* ЗАДАНИЕ 1
Перечислите все растения разнотравья, которые названы в тексте при описании участка летнего детсада.
* ЗАДАНИЕ 2
Повторите дословно фрагмент текста от слов «И на глаза явились» до слов «стороны, безмерно одинок.» включительно.

* ТЕКСТ ДЛЯ ЧТЕНИЯ
##########
Отправляет email-рассылки с помощью сервиса Sendsay
  Все выпуски  

Глянцевый журнал "Русский размах"


 

Анонсы журнала "Русский Размах"

445-й выпуск

- Удовлетворять потребности ценой отказа от желаний равносильно тому, чтобы отрубить ноги, когда нужны башмаки
Джонатан Свифт
Попов Борис ЗЫ
Недизъюнктивная ностальгия

Стоят январские морозы
А в небесах бушуют грозы
И слышны пьяные угрозы -
Война поэзии и позы

О прошлом будущего грёзы
В небытие ушли колхозы
Гудят прощально паровозы
В стеклянной банке вянут розы

И на глаза явились слёзы
И вспомнились труды Спинозы

Виктор Сорокин От трех до пяти (1944-1947) (4)

Ночью в спальне начиналась особая жизнь. Она выражалась, прежде всего, в особом ощущении, наступавшем после того, когда все дети заснут. Ты вроде бы и среди себе подобных, но, с другой стороны, безмерно одинок.
Это ощущение усиливалось загадочным, мистическим феноменом: молчаливо бегущими по стенам проекциями свилевых стекол. (Эта тоскливая ситуация повторится через восемь лет – в больнице, куда я попаду с воспалением легких…) Но эти ощущения не описать – их надо пережить…
И полным контрастом этой грусти являются безумства, устраиваемые детворой в состоянии ощущения полной свободы. Тогда в спальне начинается настоящий содом с бросаним подушек. И тут я хулиганил просто свирепо: мне удавалось две-три подушки забрасывать на высокие кафельные отопительные печи – в невысокое пространство между печью и потолком. И уже когда шум был слышен за несколько кварталов, прибегала воспитательница, как-то наводила порядок и длинной шваброй с трудом стаскивала с двух печей заброшенные туда подушки…
Из трех новогодних праздников с елкой и Дедом-Морозом (1945, 1946, 1947) запомнился, по-видимому, только последний. Больше всего запомнился, конечно, бумажный пакет с диковинными подарками – мандаринами и шоколадными конфетами. А еще от детского сада навсегда осталась память о бутерброде с красной икрой. Но в связи с каким праздником, точно сказать не могу. Через четверть века икра появится и в нашем доме, но ощутить ТОТ вкус я уже не смогу никогда…
Благодаря одному курьезному случаю, я запомнил один из дней лета 1945 года (мне было четыре года). Помню два просторных летних помещения типа теплиц с большими шестнадцатистекольчатыми (4 х 4) окнами на большом участке с чУдным разнотравьем – ромашки (нивяник), одуванчики, раковые шейки (горец змеиный)… Перед домами – длинные дощатые столы со скамейками; множество детей моего возраста. Вдали от домов мама стирает белье в оцинкованном корыте. Я гуляю в другой стороне участка. Вдруг я почувствовал, что мои штаны стали наполняться чем-то нехорошим. Я поковылял к маме и рассказал ей о своей беде. И она отвела меня почему-то не в помещение детсада, а к нам домой – в дачу №25, которая находилась всего через квартал отсюда. Через много лет я узнАю заброшенное, никому не принадлежащее место этого летнего детсада в Новой Деревне. Но впечатление от него будет уже совсем другим…
Отдельным эпизодом запомнилась большая женская баня в Москве, куда меня, четырехлетнего, мама взяла с собой. Удивляли не женщины, а заполненное паром серое бетонное помещение – серые скамьи, серые перегородки, серые шайки…

***
Каждую субботу мы с мамой возвращались домой из московского садика на Красносельской. Обычно мы садились в первый вагон метро, а потому к выходу на Комсомольской нужно было идти через всю станцию. И я всегда уговаривал маму идти не по низу, мимо поездов, а по верху, по балюстраде над поездами, откуда было хорошо видно все, что происходило внизу. Запахи московского метрополитена того времени тоже остались в моей памяти навсегда. Стенки вагонов были не гладкими, а оклеенными желто-зелеными ребристыми обоями в елочку.
##########
* СПИСОК

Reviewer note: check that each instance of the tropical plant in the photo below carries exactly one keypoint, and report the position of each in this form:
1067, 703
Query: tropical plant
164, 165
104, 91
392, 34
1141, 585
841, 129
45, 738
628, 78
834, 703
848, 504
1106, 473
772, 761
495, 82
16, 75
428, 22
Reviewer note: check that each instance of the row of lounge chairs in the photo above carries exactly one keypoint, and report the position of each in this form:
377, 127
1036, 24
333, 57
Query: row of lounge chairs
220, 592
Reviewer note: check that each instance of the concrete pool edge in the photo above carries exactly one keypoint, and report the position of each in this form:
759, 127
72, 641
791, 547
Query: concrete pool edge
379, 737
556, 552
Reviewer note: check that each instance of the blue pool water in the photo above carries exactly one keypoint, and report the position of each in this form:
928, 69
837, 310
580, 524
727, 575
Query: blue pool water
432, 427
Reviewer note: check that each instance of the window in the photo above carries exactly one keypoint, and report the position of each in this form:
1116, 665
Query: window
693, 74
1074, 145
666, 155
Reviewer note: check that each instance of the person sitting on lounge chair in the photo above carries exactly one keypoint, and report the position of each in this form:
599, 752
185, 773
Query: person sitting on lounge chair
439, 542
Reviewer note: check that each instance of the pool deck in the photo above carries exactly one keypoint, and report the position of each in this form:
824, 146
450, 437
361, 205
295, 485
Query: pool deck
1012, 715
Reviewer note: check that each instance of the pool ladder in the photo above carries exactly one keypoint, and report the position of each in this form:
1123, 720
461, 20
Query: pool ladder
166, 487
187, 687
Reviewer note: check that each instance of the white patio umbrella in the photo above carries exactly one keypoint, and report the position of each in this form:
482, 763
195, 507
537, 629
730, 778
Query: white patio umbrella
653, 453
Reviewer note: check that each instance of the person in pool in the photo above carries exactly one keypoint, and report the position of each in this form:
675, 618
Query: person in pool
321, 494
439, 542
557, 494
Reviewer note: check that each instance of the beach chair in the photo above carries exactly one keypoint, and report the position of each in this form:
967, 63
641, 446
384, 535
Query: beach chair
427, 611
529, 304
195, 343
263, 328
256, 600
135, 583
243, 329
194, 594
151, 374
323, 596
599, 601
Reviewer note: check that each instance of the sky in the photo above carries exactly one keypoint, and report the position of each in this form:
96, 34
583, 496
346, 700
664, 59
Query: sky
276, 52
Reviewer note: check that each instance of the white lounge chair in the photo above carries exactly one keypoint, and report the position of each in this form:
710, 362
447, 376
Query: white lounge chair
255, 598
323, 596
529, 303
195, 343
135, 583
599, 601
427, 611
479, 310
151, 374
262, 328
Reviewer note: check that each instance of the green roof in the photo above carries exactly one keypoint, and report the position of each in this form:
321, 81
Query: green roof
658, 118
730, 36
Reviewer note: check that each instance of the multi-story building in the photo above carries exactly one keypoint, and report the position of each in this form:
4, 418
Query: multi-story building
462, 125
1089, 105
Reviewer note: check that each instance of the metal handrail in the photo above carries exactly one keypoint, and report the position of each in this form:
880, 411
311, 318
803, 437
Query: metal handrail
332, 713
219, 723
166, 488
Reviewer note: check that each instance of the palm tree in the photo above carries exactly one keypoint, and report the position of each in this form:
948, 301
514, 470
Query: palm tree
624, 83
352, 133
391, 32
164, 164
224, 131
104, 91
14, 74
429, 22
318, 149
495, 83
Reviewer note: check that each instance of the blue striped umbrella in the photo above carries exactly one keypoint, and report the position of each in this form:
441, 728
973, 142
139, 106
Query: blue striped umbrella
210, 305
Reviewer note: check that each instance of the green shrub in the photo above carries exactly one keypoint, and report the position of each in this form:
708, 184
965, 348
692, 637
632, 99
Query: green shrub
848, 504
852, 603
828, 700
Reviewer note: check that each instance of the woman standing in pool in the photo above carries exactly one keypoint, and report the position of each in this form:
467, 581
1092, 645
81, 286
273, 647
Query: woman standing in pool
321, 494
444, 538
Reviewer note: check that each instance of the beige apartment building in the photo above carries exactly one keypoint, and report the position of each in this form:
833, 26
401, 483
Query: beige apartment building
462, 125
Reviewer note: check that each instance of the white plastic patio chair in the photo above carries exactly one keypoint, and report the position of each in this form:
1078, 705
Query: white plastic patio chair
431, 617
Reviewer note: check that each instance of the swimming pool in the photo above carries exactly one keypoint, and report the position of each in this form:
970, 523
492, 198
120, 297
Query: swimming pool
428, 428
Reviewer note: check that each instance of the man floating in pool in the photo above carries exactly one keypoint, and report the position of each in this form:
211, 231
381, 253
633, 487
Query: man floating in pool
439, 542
##########
* РЕЗУЛЬТАТ ВЫПОЛНЕНИЯ 1
ромашки (нивяник), одуванчики, раковые шейки (горец змеиный)

* РЕЗУЛЬТАТ ВЫПОЛНЕНИЯ 2
И на глаза явились слёзы
И вспомнились труды Спинозы

Виктор Сорокин От трех до пяти (1944-1947) (4)

Ночью в спальне начиналась особая жизнь. Она выражалась, прежде всего, в особом ощущении, наступавшем после того, когда все дети заснут. Ты вроде бы и среди себе подобных, но, с другой стороны, безмерно одинок.